■ Text segment
When a sound wave comes in repeated contact with the same structure or surface, standing wave patterns can cancel at least part of the originally transmitted audio signal before the signal is received by the listener. Often, the lower energy frequencies can be canceled out through phase cancellation. The spatial audio processing of the present invention modifies transmission and allows more of the nuances of the program to be heard without changing the acoustical environment. One good example of this phenomenon is in the content of music that is heard through earphones or ear buds. In such an environment, there are no standing waves because of the direct contact from the originating source through the ear canal and eardrum. This is one reason earphones and the like are appealing. Of course, earphones also include some problems.

■ Given task A
In the spatial audio passage, why are there no standing waves when music is heard through earphones?
■ Given task B
How would you render this sentence from the spatial audio passage in Spanish: "Often, the lower energy frequencies can be canceled out through phase cancellation."
The material that comes next has no connection to the spatial audio passage.

(Region labeling records)

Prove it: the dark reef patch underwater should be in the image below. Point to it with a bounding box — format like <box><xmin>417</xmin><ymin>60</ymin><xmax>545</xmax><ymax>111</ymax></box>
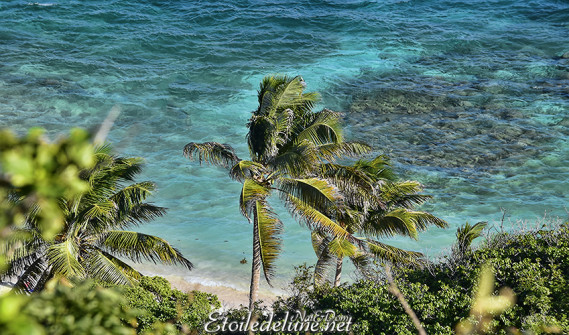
<box><xmin>0</xmin><ymin>0</ymin><xmax>569</xmax><ymax>289</ymax></box>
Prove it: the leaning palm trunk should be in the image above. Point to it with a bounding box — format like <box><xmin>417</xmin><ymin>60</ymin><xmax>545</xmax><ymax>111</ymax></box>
<box><xmin>334</xmin><ymin>257</ymin><xmax>344</xmax><ymax>287</ymax></box>
<box><xmin>249</xmin><ymin>214</ymin><xmax>261</xmax><ymax>311</ymax></box>
<box><xmin>184</xmin><ymin>76</ymin><xmax>370</xmax><ymax>309</ymax></box>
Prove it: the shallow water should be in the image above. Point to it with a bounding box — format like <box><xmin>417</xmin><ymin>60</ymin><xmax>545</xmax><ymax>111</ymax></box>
<box><xmin>0</xmin><ymin>0</ymin><xmax>569</xmax><ymax>289</ymax></box>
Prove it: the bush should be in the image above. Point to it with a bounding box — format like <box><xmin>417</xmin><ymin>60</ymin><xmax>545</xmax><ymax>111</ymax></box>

■ Response A
Because of the direct contact from the originating source through the ear canal and eardrum.

■ Response B
A menudo, las frecuencias de menor energía pueden anularse mediante la cancelación de fase.